Supplied entries below:

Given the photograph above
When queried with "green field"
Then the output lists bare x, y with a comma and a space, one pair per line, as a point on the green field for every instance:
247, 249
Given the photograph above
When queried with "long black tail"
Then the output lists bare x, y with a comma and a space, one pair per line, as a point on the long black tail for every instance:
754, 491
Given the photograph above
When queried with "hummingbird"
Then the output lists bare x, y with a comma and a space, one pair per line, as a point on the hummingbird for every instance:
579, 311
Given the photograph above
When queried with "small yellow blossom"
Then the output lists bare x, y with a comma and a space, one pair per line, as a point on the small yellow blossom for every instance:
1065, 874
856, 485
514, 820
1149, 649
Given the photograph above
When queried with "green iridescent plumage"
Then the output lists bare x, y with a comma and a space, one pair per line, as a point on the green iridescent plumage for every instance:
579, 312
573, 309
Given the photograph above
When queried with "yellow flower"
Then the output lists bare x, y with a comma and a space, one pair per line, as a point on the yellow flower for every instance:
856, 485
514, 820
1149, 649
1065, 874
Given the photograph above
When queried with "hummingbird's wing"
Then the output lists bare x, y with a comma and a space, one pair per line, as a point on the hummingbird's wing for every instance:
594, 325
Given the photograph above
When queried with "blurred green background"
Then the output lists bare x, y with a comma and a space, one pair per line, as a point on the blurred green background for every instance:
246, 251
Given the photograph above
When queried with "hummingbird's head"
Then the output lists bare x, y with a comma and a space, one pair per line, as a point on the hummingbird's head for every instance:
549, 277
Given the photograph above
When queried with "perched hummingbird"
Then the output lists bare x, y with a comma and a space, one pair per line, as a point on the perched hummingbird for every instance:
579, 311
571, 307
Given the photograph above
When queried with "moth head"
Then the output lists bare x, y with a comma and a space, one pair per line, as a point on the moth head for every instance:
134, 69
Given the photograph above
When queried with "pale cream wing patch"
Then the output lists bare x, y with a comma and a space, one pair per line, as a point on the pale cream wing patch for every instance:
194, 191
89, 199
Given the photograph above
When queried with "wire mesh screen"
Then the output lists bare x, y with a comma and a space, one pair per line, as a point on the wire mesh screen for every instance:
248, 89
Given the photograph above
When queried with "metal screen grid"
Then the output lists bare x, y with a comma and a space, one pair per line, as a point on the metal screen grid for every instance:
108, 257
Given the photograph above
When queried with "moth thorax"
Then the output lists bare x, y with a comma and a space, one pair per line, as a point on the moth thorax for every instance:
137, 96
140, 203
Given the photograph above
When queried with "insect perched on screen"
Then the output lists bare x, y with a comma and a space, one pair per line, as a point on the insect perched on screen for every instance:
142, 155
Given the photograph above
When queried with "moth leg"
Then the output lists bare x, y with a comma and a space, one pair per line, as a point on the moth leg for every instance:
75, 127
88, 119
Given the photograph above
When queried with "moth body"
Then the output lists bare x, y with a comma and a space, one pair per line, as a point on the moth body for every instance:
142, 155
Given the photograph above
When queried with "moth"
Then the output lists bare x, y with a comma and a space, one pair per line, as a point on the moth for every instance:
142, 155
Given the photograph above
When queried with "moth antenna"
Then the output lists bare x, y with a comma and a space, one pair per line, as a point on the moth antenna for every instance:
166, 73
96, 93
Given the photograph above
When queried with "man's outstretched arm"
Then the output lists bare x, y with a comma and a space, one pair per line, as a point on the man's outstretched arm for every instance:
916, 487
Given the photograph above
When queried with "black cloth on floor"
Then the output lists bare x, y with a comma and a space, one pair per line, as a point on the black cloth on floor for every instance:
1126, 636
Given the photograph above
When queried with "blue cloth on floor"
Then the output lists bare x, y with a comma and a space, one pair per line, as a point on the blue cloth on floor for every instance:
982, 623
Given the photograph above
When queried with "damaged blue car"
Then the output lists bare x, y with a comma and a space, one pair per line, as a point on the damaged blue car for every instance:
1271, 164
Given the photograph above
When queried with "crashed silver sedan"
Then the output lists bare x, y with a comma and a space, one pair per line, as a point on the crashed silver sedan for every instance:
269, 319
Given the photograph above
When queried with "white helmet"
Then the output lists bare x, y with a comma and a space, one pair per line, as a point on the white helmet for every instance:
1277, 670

End of Supplied entries.

▶ **What the task requires**
Every entry must be retyped in full, exactly as given.

▶ **Solution to this problem**
Given the photograph above
When queried with "green field"
Then the output lists bare x, y with a comma and a space, one pair per line, as a point on the green field for every instance:
247, 249
Given the photograph above
When queried with "long black tail"
Then the output lists bare x, y with a comma and a space, one pair per line, as a point on the long black tail for every instance:
754, 491
Given the photograph above
When queried with "hummingbird"
Then the output lists bare x, y with a comma and a space, one pair per line, as a point on the hummingbird for every instance:
579, 311
Given the photograph above
When queried with "small yellow blossom"
Then the output lists bare x, y with a comma and a space, one pair per line, as a point on the small yellow blossom for every instance:
1065, 874
856, 485
514, 820
1149, 649
Given the photograph above
When queried with "green iridescent plumage"
Then the output lists bare x, y with a comma and a space, one pair per line, as a point on the green iridescent plumage for every instance:
579, 312
573, 309
Given the photograph above
When queried with "yellow flower"
Then the output lists bare x, y with a comma and a space, one pair per line, as a point on the yellow flower for every instance:
856, 485
514, 820
1149, 649
1065, 874
Given the photograph above
When queried with "hummingbird's wing"
Then the output lists bare x, y with a comma and a space, one pair per line, as a point on the hummingbird's wing for every instance:
594, 325
Given the photograph above
When queried with "blurred green background"
Then the output lists bare x, y with a comma and a space, one pair per line, as a point on the blurred green background for every instance:
246, 251
Given the photograph above
When queried with "hummingbird's head"
Then the output lists bare x, y with a comma and a space, one pair per line, as a point on the hummingbird's head for every instance:
549, 277
Given the photograph above
When queried with "perched hummingbird"
Then the output lists bare x, y with a comma and a space, one pair per line, as a point on the perched hummingbird for every instance:
579, 311
571, 307
Given the photograph above
When queried with "moth head"
Then the output lists bare x, y with a comma and a space, one pair per line, as a point on the moth head for every instance:
134, 69
Given the photograph above
When queried with "pale cream wing patch"
Then the output lists bare x, y with a comma and a space, one pair per line, as a point on the pale cream wing patch for every instance:
194, 191
89, 199
Given the photograph above
When queried with "wire mesh screen"
Then the output lists bare x, y with a comma and a space, one pair per line, as a point on the wire mesh screen for every instance:
248, 89
Given the photograph above
When queried with "metal screen grid"
Then the output lists bare x, y with a comma and a space, one pair per line, as a point on the metal screen grid for every instance:
108, 257
Given the photograph above
When queried with "moth thorax"
Then the output lists bare x, y with a comma and a space, one pair per line, as a point on the moth thorax for every instance:
137, 96
140, 203
Given the photograph above
When queried with "insect perched on screen"
Then the output lists bare x, y with a comma and a space, one pair per line, as a point on the insect perched on screen for every instance:
142, 155
Given the photograph above
When queried with "moth leg"
Then the output lists bare x, y with a comma and a space, one pair per line, as a point on the moth leg for every instance:
75, 127
88, 119
Given the photograph above
When queried with "moth body"
Then the output lists bare x, y with a comma and a space, one pair per line, as a point on the moth body for every instance:
142, 155
Given the photograph above
When queried with "moth"
Then the output lists bare x, y with a comma and a space, one pair per line, as a point on the moth for every instance:
142, 155
Given the photograph above
When queried with "moth antenna"
Then the output lists bare x, y with a comma and a space, one pair per line, as a point on the moth antenna for every instance:
166, 73
96, 93
Given the photograph above
When queried with "man's outstretched arm"
Then the output lists bare x, y with a comma and a space, one pair per line, as a point on the man's outstretched arm for every instance:
916, 487
Given the photograph above
When queried with "black cloth on floor"
Then the output lists bare x, y with a comma and a space, one pair per line, as a point on the black cloth on floor for every instance:
1126, 636
Given the photograph above
When queried with "blue cloth on floor"
Then the output lists bare x, y with a comma and a space, one pair per line, as a point on the blue cloth on floor for every instance:
982, 623
Given the photograph above
When queried with "damaged blue car"
Then the output lists bare x, y with a comma and a space, one pair per line, as a point on the damaged blue car for every instance:
1271, 164
Given the photograph above
When queried with "crashed silver sedan"
Then the output lists bare x, y with a comma and a space, one pair per line, as a point on the crashed silver sedan for every instance:
269, 319
Given the photograph above
When queried with "white helmet"
Then the output lists bare x, y with a comma and a space, one pair per line, as a point on the white helmet for every instance:
1277, 670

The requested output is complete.